Extrait du texte.
---+---
« Nous ne pouvons pas aimer le Bien si notre cœur est attaché aux biens », écrit Mgr Francesco Follo en méditant sur les lectures de dimanche 8 septembre 2019 (XXIII dimanche du temps ordinaire -Année C – Sg 9,13-18; Ps 1,9b-10.12-17; Lc14,25-33). Et d’affirmer : « Renoncer par amour est un don joyeux ».
« Suivre le Seigneur n’est pas fait pour ceux qui sont superficiels, ni pour les irréfléchis parce qu’ il faut ‘calculer et réfléchir’ avant d’entreprendre de Le suivre, souligne l’observateur permanent du Saint-Siège à l’Unesco à Paris. Cela ne signifie pas trouver les moyens pour échapper à la logique de la croix, mais bien de trouver les moyens pour conduire cette logique jusqu’aux extrêmes conséquences. »
1) L’amour ordonné
Aussi le récit de l’Evangile que la liturgie nous propose en cet 23ème dimanche du Temps ordinaire, nous montre comment le Rédempteur saisit l’homme dans sa vie quotidienne, au milieu le plus intime de ses relations familiales. En même temps, Jésus nous propose un lien bien supérieur aux liens affectifs de la famille naturelle. Les mots comme « père », « mère », « frère », dans le Christ prennent une signification plus riche que celle que l’on entend naturellement. En disant qu’il faut « haïr le père, la mère… le frère » (expression qui probablement a une origine araméenne et qui signifie aimer Dieu plus que le père naturel) ne détruit pas les liens naturels. Il les met dans le bon ordre en le mettant dans une hiérarchie correcte. Saint-Augustin en fait ce commentaire : « Le Christ a mis en toi un ordre dans l’amour. Donc aime ton père, mais tu ne dois pas l’aimer plus que le Seigneur. Aime celui qui t’a engendré, mais moins que moi qui t’ai créé ». Le Christ ne demande pas d’aimer Dieu contre le père, la mère, le mari, l’épouse, les enfants, mais de les aimer en Lui.
D’une manière apparemment paradoxale, le Rédempteur nous apprend que nous sommes disciples dans la mesure où nous accueillons l’amour et, après, nous vivrons cet amour. Aujourd’hui nous entendons cette expression : « Si quelqu’un vient à moi sans me préférer à (en grec ‘haïr’) son père, sa mère, sa femme, ses enfants, ses frères et sœurs, et même à sa propre vie, il ne peut pas être mon disciple ».
---+---
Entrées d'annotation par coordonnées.
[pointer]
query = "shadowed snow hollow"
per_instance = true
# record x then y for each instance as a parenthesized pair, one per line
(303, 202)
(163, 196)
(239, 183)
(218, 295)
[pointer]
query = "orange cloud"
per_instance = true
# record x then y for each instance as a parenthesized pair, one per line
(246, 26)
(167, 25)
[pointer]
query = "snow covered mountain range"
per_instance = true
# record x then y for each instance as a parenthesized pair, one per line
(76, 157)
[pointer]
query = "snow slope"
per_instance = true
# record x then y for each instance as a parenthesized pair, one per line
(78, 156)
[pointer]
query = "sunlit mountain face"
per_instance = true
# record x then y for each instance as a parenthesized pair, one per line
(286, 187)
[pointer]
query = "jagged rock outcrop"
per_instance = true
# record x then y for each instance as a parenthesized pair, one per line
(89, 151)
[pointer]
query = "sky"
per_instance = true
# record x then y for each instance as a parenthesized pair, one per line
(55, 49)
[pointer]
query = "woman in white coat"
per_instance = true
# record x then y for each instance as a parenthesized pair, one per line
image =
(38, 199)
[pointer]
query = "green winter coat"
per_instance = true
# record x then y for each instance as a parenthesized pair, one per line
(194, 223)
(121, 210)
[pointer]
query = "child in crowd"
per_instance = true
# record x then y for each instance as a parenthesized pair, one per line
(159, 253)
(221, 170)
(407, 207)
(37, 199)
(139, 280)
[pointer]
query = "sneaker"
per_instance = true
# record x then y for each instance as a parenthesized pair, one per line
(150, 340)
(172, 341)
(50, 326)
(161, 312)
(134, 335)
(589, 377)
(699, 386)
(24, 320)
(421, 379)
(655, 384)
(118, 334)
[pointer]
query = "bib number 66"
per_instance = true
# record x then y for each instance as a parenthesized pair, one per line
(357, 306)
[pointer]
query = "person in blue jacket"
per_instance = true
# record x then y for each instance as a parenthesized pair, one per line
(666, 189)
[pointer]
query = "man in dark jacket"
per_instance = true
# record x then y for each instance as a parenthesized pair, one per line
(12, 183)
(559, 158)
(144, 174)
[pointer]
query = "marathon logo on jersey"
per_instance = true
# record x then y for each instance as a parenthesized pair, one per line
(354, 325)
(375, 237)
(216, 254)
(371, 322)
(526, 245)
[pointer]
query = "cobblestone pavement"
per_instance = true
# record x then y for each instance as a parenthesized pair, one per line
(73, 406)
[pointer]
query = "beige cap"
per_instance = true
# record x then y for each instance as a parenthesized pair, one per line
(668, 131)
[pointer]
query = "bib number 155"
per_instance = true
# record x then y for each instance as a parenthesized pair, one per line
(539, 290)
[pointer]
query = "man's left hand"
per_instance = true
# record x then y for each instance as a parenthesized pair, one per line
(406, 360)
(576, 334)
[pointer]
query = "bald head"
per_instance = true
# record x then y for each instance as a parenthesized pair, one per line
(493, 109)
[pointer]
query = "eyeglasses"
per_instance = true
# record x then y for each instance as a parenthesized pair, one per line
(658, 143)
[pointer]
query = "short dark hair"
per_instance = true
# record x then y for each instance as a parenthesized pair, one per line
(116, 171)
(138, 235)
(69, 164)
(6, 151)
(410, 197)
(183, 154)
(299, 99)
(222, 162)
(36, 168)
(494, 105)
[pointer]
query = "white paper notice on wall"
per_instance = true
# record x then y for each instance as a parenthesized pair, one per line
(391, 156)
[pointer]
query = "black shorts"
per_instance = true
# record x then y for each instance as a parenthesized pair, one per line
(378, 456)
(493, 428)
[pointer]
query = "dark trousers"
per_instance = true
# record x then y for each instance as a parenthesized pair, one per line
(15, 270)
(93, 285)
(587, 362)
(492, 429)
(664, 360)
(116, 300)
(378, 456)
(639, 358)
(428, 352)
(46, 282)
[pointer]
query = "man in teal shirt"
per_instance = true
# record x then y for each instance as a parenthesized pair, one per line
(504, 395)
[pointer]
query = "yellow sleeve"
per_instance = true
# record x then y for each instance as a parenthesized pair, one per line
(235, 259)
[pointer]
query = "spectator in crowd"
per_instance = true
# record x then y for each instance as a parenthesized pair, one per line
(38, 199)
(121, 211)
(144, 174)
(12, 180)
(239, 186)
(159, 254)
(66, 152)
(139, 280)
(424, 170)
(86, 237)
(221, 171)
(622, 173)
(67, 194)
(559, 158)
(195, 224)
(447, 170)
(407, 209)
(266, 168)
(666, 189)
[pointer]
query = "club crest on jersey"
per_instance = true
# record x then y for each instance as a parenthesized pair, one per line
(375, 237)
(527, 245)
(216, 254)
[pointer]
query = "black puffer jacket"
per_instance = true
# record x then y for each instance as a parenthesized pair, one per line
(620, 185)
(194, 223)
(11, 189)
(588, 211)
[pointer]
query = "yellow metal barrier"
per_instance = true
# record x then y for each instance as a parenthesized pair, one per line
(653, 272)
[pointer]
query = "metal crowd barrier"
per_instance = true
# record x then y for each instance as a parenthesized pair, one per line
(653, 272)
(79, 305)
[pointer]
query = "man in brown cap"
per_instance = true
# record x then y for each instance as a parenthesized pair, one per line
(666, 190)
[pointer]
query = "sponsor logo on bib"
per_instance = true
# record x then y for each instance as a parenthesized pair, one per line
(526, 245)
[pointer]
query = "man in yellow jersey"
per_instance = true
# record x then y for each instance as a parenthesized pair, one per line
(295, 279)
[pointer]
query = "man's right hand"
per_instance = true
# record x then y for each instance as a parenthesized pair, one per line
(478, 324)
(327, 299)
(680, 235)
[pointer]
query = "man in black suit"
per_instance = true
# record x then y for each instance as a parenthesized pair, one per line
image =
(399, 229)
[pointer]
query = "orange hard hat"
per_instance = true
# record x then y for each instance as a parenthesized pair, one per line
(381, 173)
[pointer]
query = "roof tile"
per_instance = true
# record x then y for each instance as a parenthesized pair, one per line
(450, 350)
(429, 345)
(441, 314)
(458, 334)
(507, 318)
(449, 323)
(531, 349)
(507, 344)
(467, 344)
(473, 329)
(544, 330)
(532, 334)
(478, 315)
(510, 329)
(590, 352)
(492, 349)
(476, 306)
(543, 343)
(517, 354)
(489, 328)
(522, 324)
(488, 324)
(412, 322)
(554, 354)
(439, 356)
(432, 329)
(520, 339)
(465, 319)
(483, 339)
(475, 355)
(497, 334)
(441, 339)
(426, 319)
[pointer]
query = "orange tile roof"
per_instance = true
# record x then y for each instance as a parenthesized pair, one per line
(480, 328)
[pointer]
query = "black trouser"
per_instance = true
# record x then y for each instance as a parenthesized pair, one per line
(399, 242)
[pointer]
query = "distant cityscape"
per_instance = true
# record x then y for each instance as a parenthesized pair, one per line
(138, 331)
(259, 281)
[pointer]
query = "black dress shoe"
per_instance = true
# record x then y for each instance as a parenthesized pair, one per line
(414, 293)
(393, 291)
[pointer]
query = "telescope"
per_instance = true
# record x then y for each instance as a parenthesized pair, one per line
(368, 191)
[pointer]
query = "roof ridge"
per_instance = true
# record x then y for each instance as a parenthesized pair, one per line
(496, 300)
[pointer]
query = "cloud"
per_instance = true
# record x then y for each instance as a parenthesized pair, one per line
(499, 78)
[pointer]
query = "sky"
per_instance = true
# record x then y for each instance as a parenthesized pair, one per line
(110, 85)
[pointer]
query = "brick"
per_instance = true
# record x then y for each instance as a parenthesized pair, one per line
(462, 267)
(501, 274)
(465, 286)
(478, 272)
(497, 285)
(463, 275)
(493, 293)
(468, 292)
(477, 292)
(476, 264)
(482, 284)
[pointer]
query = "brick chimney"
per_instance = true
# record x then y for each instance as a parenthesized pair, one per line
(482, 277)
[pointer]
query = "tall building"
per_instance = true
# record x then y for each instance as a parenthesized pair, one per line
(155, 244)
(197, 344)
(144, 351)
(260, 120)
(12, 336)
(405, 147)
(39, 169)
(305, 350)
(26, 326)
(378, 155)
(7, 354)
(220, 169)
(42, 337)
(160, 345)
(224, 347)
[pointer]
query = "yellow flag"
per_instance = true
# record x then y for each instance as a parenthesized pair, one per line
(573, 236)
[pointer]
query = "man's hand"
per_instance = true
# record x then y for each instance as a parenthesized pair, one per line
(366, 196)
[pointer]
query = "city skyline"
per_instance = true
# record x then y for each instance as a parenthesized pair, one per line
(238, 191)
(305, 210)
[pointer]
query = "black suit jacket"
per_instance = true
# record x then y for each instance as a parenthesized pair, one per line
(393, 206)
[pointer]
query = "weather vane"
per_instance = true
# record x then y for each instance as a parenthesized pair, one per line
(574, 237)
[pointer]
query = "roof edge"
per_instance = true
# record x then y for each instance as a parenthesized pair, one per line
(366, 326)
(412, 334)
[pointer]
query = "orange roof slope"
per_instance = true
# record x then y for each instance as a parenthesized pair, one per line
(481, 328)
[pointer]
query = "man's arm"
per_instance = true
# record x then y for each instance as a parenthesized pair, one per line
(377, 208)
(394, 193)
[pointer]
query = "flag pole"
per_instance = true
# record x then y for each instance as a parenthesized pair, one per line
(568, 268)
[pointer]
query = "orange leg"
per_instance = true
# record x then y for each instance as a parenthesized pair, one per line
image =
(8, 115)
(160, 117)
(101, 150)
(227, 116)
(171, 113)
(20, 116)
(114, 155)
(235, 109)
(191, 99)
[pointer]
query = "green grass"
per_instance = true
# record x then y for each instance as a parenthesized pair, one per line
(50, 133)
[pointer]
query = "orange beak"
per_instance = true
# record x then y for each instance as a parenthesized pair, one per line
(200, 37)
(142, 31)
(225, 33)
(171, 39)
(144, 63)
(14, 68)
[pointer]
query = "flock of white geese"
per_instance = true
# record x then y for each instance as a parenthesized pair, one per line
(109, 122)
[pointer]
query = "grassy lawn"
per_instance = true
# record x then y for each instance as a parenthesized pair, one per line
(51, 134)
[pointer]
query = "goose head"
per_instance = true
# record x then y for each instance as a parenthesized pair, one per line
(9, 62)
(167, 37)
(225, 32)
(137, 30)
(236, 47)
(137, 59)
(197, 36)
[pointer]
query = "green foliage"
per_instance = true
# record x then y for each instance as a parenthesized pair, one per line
---+---
À faire.
A - Selon la méditation, quelle fonction occupe Mgr Francesco Follo ?
B - Poursuivez la méditation à partir de sa dernière phrase.
Les entrées n'ont aucun rôle ici.

Réponses.
A - Il est l'observateur permanent du Saint-Siège à l'Unesco à Paris.

B -
Je pense que cet expression « araméenne » qui utilise le verbe « haïr », c’est une chose forte, mais elle nous rappelle ce que nous savons : le premier commandement ? Et quel est le commandement fondamental ? « Tu aimeras le Seigneur ton Dieu de tout ton cœur, de toute ton âme, avec toute ta vie, avec toutes tes forces et tu aimeras ton prochain comme toi-même ». Le commandement d’aujourd’hui : « Qui n’haït pas son père, sa mère … » est équivalent à celui qui nous demande d’aimer Dieu avec tout notre cœur… ». Il exprime d’une manière négative le commandement positif d’aimer Dieu de tout notre cœur. Par conséquent, si nous aimons Dieu de tout notre cœur, nous devenons comme Dieu et nous aimerons aussi les autres.
Le commandement de l’amour absolu, typique du désir du cœur humain, qui est d’aimer d’une manière infinie. Seul l’Infini peut être aimé d’une manière infinie, autrement nous devons des idolâtres et des esclaves. L’Absolu, le Dieu-Amour du Christ est le « Dieu du cœur humain » (Saint François de Sales, Traité de l’amour de Dieu, I, XV) et il nous absout. Il nous rend vraiment libre, parce que l’Amour absolu donne signification, sens (direction) et goût de la vie.
Enfin, celui qui laisse sa famille, qui n’a pas de femme, qui n’a pas un mari, et qui n’a pas d’enfant, témoigne que l’amour absolu de l’homme c’est Dieu.
En bref, nous devons quitter tout pour avoir le Tout, en suivant le Christ qui nous montre que celui qui aime, ne meurt pas, et que seulement l’amour vainc la mort.
En effet, en aimant on ne meurt pas, on vit dans l’autre ou, mieux dit, on vit en Dieu pour toujours. Ce Dieu attire l’homme à lui avec un lien d’amour, c’est à dire de vraie liberté : « car l’amour n’est ni forcé ni réduit en esclavage, mais réduit tout par sa propre obéissance avec une force si délicieuse que, si rien n’est aussi fort que l’amour, rien n’est aussi aimable que sa force » (ibid., livre I, chapitre VI).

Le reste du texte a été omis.